• _To do_
Every record shown below should be duplicated exactly.

Saved entries:

=-=-=-=-=

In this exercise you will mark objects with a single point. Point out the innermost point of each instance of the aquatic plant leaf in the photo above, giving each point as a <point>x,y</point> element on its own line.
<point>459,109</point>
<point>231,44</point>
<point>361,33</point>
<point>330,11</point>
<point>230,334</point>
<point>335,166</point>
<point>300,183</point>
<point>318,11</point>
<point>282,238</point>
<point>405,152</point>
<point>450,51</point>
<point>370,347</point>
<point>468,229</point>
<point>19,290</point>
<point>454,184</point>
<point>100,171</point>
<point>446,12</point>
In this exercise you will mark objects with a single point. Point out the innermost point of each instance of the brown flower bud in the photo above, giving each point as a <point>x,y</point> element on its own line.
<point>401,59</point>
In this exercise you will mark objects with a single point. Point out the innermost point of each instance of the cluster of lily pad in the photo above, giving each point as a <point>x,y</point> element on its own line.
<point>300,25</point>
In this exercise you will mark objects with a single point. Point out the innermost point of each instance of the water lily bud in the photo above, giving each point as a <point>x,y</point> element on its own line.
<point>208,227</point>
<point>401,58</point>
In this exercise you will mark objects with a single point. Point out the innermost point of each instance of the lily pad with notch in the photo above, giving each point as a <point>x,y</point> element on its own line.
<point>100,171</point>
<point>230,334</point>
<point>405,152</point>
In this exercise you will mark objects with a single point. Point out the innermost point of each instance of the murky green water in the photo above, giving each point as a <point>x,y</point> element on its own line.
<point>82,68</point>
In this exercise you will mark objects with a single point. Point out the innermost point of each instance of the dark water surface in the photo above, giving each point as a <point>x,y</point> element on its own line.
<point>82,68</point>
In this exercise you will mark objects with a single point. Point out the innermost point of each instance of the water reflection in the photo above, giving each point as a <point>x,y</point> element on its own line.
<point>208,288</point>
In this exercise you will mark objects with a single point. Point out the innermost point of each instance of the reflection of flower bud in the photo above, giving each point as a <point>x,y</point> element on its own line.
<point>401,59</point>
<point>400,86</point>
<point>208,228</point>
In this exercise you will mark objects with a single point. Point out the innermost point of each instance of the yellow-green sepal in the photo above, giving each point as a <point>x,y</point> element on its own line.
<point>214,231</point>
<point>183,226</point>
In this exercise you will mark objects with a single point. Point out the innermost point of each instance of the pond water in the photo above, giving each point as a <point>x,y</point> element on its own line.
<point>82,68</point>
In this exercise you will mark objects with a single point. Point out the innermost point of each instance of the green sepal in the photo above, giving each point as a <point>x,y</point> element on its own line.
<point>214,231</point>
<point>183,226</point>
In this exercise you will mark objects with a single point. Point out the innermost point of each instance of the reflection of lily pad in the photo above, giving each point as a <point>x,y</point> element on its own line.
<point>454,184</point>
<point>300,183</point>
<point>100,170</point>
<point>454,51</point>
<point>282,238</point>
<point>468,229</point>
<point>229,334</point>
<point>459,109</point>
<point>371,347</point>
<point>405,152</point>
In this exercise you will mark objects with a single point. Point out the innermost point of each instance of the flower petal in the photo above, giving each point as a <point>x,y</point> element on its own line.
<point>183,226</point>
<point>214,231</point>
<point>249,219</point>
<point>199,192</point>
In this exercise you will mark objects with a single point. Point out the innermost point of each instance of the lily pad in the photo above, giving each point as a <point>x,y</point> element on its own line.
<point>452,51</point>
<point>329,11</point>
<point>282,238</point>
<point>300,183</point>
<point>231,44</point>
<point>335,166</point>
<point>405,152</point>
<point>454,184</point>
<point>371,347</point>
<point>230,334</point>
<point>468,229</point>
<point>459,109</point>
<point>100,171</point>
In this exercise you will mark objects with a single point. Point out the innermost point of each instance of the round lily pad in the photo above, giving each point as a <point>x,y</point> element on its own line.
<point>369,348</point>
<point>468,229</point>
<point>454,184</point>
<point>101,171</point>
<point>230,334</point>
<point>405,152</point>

=-=-=-=-=

• _Task solution_
In this exercise you will mark objects with a single point. Point out the innermost point of each instance of the aquatic plant leaf in the photo above, giving each point as a <point>x,y</point> element on its own line.
<point>459,109</point>
<point>231,44</point>
<point>361,33</point>
<point>330,11</point>
<point>230,334</point>
<point>335,166</point>
<point>300,183</point>
<point>318,11</point>
<point>282,238</point>
<point>405,152</point>
<point>450,51</point>
<point>370,347</point>
<point>468,229</point>
<point>19,290</point>
<point>454,184</point>
<point>100,171</point>
<point>446,12</point>
In this exercise you will mark objects with a single point. Point out the innermost point of each instance of the brown flower bud in the photo above, giving each point as a <point>x,y</point> element on its own line.
<point>401,59</point>
In this exercise you will mark objects with a single point. Point out the innermost point of each instance of the cluster of lily pad in the photo above, giving each point as a <point>x,y</point> element on its own line.
<point>300,25</point>
In this exercise you will mark objects with a single point. Point out the innermost point of each instance of the water lily bud in the photo above, giving each point as a <point>x,y</point> element on its own line.
<point>208,227</point>
<point>401,58</point>
In this exercise you will mark objects with a single point. Point out the innermost point of each instance of the lily pad with notch in the photo above, giving each point as a <point>x,y</point> element on its own line.
<point>100,171</point>
<point>230,334</point>
<point>405,152</point>
In this exercise you will mark objects with a single point. Point out the innermost point of each instance of the murky green water in the photo above, giving each point as a <point>x,y</point> element on its own line.
<point>82,68</point>
In this exercise you will mark objects with a single point. Point out the innermost point of each instance of the dark water surface in the photo above, giving each point as a <point>x,y</point> element on its own line.
<point>82,68</point>
In this exercise you will mark objects with a single point. Point out the innermost point of each instance of the water reflection in the photo above, giving each point as a <point>x,y</point> element on its own line.
<point>208,288</point>
In this exercise you will mark objects with a single point. Point out the innermost point of each instance of the reflection of flower bud in the photo above, giving each point as a <point>x,y</point> element on its own line.
<point>401,59</point>
<point>400,86</point>
<point>208,228</point>
In this exercise you will mark objects with a single point. Point out the innermost point of each instance of the yellow-green sepal in the photo above, giving each point as a <point>x,y</point> element on its own line.
<point>214,231</point>
<point>183,226</point>
In this exercise you will mark objects with a single point. Point out the innermost point of each instance of the pond water in the photo above, giving each point as a <point>x,y</point> element on its own line.
<point>82,68</point>
In this exercise you will mark objects with a single point. Point out the innermost point of each instance of the green sepal in the photo above, giving each point as a <point>x,y</point> element on its own line.
<point>214,231</point>
<point>183,226</point>
In this exercise you will mark objects with a single point. Point out the innermost point of each instance of the reflection of lily pad in the photo above, giving each point as a <point>x,y</point> element on its own line.
<point>454,184</point>
<point>300,183</point>
<point>100,170</point>
<point>454,51</point>
<point>282,238</point>
<point>468,229</point>
<point>229,334</point>
<point>459,109</point>
<point>371,347</point>
<point>405,152</point>
In this exercise you will mark objects with a single point. Point out the innermost point of each instance of the flower petal in the photo above, giving each point as a <point>x,y</point> element on its own line.
<point>183,226</point>
<point>214,231</point>
<point>249,219</point>
<point>199,192</point>
In this exercise you will mark objects with a single point. Point out the innermost point of each instance of the lily pad in the photo above, giving each point as a <point>x,y</point> element on its own line.
<point>452,51</point>
<point>329,11</point>
<point>282,238</point>
<point>300,183</point>
<point>231,44</point>
<point>335,166</point>
<point>405,152</point>
<point>454,184</point>
<point>371,347</point>
<point>230,334</point>
<point>468,229</point>
<point>459,109</point>
<point>100,171</point>
In this exercise you will mark objects with a single point. Point out the innermost point of each instance of the round lily pad in the photo above, giving each point as a <point>x,y</point> element on its own line.
<point>369,348</point>
<point>468,229</point>
<point>454,184</point>
<point>101,171</point>
<point>230,334</point>
<point>405,152</point>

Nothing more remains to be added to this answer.